_Directions for this task:_ Find "honestly just need someone to tell me where the horizontal" in the material below, then copy that line and every subsequent line to the end, exactly.

_Entries shown:_
———

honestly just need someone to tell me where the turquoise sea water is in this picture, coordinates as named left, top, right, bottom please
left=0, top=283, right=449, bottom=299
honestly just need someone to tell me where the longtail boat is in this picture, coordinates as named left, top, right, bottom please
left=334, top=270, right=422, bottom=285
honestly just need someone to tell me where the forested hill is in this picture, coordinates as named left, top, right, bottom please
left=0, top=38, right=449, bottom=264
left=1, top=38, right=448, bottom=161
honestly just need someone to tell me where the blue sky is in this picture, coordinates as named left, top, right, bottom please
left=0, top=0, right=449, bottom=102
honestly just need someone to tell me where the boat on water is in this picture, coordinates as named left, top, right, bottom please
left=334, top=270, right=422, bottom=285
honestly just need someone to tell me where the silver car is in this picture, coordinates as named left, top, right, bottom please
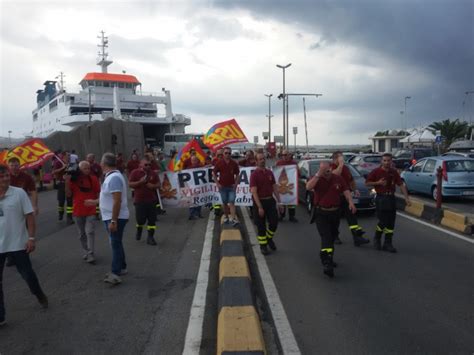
left=401, top=156, right=474, bottom=200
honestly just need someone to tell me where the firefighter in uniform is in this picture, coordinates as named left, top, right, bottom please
left=306, top=161, right=357, bottom=278
left=331, top=151, right=370, bottom=246
left=276, top=150, right=298, bottom=222
left=52, top=152, right=73, bottom=224
left=128, top=159, right=161, bottom=246
left=211, top=149, right=224, bottom=217
left=250, top=153, right=281, bottom=255
left=366, top=153, right=410, bottom=253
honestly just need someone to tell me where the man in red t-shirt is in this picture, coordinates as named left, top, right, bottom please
left=276, top=150, right=298, bottom=222
left=239, top=150, right=257, bottom=167
left=8, top=157, right=38, bottom=215
left=210, top=149, right=224, bottom=217
left=128, top=159, right=161, bottom=246
left=183, top=149, right=196, bottom=170
left=331, top=151, right=369, bottom=246
left=65, top=161, right=100, bottom=263
left=52, top=152, right=74, bottom=224
left=126, top=153, right=140, bottom=176
left=212, top=147, right=240, bottom=226
left=306, top=161, right=357, bottom=278
left=366, top=153, right=411, bottom=253
left=86, top=153, right=103, bottom=219
left=250, top=153, right=281, bottom=255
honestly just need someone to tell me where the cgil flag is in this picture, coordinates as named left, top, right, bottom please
left=167, top=138, right=207, bottom=172
left=0, top=139, right=54, bottom=169
left=202, top=118, right=248, bottom=151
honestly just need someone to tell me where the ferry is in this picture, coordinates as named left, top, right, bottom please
left=32, top=31, right=191, bottom=147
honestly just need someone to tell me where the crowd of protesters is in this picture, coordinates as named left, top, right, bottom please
left=1, top=144, right=348, bottom=326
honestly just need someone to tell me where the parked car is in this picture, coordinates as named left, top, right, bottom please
left=342, top=152, right=356, bottom=162
left=347, top=154, right=382, bottom=177
left=392, top=148, right=436, bottom=169
left=231, top=149, right=241, bottom=159
left=442, top=151, right=474, bottom=159
left=297, top=159, right=376, bottom=214
left=401, top=156, right=474, bottom=200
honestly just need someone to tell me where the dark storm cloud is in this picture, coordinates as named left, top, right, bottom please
left=214, top=0, right=473, bottom=87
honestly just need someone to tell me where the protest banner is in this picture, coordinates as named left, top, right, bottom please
left=158, top=165, right=298, bottom=208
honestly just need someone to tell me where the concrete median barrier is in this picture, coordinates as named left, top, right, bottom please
left=396, top=194, right=473, bottom=236
left=441, top=210, right=472, bottom=234
left=217, top=223, right=266, bottom=354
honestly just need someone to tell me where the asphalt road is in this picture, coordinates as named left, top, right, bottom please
left=0, top=189, right=217, bottom=354
left=257, top=206, right=474, bottom=354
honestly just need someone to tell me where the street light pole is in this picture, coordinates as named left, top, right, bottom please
left=8, top=130, right=12, bottom=147
left=264, top=94, right=273, bottom=142
left=277, top=63, right=291, bottom=148
left=400, top=111, right=404, bottom=131
left=404, top=96, right=411, bottom=130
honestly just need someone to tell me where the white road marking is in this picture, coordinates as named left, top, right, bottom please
left=242, top=208, right=301, bottom=355
left=182, top=213, right=215, bottom=355
left=397, top=211, right=474, bottom=244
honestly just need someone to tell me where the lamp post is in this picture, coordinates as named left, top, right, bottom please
left=264, top=94, right=273, bottom=143
left=276, top=63, right=291, bottom=148
left=293, top=127, right=298, bottom=153
left=404, top=96, right=411, bottom=130
left=400, top=111, right=404, bottom=131
left=465, top=91, right=474, bottom=127
left=8, top=130, right=12, bottom=147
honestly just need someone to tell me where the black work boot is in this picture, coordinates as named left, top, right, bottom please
left=320, top=251, right=334, bottom=278
left=382, top=234, right=397, bottom=253
left=135, top=228, right=143, bottom=241
left=374, top=231, right=382, bottom=250
left=352, top=230, right=370, bottom=247
left=58, top=213, right=64, bottom=221
left=267, top=239, right=277, bottom=251
left=147, top=233, right=157, bottom=246
left=66, top=215, right=74, bottom=225
left=260, top=245, right=270, bottom=255
left=289, top=216, right=298, bottom=223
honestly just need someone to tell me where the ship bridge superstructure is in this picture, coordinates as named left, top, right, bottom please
left=32, top=32, right=191, bottom=144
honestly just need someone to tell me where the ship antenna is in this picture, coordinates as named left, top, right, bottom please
left=55, top=71, right=66, bottom=92
left=97, top=30, right=113, bottom=73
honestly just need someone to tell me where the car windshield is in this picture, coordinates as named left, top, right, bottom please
left=346, top=164, right=362, bottom=177
left=414, top=150, right=434, bottom=159
left=309, top=161, right=321, bottom=176
left=445, top=160, right=474, bottom=172
left=364, top=156, right=382, bottom=163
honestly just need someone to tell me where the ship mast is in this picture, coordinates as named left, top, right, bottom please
left=97, top=30, right=113, bottom=73
left=55, top=71, right=66, bottom=92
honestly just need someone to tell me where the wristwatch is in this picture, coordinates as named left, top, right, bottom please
left=110, top=220, right=117, bottom=224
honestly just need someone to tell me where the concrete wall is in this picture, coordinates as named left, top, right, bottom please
left=43, top=118, right=145, bottom=160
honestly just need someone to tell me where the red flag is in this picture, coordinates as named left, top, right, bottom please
left=168, top=139, right=207, bottom=171
left=203, top=118, right=248, bottom=151
left=0, top=139, right=54, bottom=169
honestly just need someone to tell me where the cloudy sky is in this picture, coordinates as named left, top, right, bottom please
left=0, top=0, right=473, bottom=145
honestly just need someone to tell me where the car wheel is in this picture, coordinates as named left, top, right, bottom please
left=305, top=193, right=313, bottom=214
left=431, top=185, right=441, bottom=201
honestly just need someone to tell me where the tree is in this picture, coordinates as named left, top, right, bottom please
left=428, top=119, right=469, bottom=147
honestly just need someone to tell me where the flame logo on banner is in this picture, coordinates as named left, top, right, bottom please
left=159, top=174, right=177, bottom=199
left=277, top=168, right=294, bottom=195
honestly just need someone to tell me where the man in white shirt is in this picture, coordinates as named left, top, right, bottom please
left=0, top=164, right=48, bottom=326
left=86, top=153, right=129, bottom=285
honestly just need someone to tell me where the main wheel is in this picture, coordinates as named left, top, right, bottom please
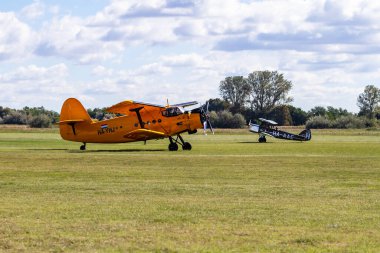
left=258, top=137, right=266, bottom=143
left=182, top=142, right=192, bottom=150
left=168, top=143, right=178, bottom=151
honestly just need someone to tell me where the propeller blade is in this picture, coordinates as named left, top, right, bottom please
left=207, top=119, right=214, bottom=134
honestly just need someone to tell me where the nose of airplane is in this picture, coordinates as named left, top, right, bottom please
left=191, top=103, right=214, bottom=134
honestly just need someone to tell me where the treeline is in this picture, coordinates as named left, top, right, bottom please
left=0, top=106, right=59, bottom=128
left=208, top=71, right=380, bottom=129
left=1, top=71, right=379, bottom=129
left=208, top=100, right=379, bottom=129
left=0, top=106, right=116, bottom=128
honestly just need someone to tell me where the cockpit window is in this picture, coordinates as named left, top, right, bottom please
left=162, top=107, right=183, bottom=117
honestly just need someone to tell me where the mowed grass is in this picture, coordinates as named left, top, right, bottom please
left=0, top=127, right=379, bottom=252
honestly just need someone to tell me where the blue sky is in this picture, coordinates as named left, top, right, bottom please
left=1, top=0, right=380, bottom=112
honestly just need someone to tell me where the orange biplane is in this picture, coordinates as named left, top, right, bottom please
left=58, top=98, right=213, bottom=151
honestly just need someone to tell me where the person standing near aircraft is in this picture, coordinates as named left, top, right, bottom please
left=203, top=114, right=213, bottom=135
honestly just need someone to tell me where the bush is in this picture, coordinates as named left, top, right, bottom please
left=0, top=117, right=3, bottom=124
left=305, top=116, right=330, bottom=129
left=3, top=111, right=28, bottom=124
left=216, top=111, right=233, bottom=128
left=209, top=110, right=246, bottom=128
left=306, top=115, right=377, bottom=129
left=230, top=113, right=246, bottom=128
left=28, top=114, right=52, bottom=128
left=331, top=115, right=365, bottom=129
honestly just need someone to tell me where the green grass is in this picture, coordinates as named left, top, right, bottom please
left=0, top=127, right=380, bottom=252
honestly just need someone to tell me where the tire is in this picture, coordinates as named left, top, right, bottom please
left=182, top=142, right=192, bottom=150
left=258, top=137, right=266, bottom=143
left=80, top=145, right=86, bottom=150
left=168, top=143, right=178, bottom=151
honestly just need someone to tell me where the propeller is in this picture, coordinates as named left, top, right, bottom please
left=202, top=101, right=214, bottom=134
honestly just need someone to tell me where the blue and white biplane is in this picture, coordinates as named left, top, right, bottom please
left=249, top=118, right=311, bottom=143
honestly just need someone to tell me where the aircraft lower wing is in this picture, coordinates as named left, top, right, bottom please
left=123, top=129, right=166, bottom=141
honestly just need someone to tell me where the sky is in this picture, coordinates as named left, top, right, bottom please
left=1, top=0, right=380, bottom=113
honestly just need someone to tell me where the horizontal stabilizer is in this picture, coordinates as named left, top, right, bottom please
left=124, top=129, right=166, bottom=141
left=58, top=119, right=86, bottom=125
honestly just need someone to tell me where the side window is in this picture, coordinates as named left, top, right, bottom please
left=162, top=107, right=182, bottom=117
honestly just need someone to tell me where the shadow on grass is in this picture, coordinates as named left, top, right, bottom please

———

_Result:_
honestly just need someone to tell me where the horizontal stabilizer is in this picture, coordinates as named left, top, right, bottom please
left=124, top=129, right=166, bottom=141
left=58, top=119, right=86, bottom=125
honestly just need someone to tell me where the side window is in this picture, coordinates as named left, top, right, bottom please
left=162, top=107, right=182, bottom=117
honestly just need someone to tell me where the shadow on grass is in this picture, coordinates as named left, top, right, bottom please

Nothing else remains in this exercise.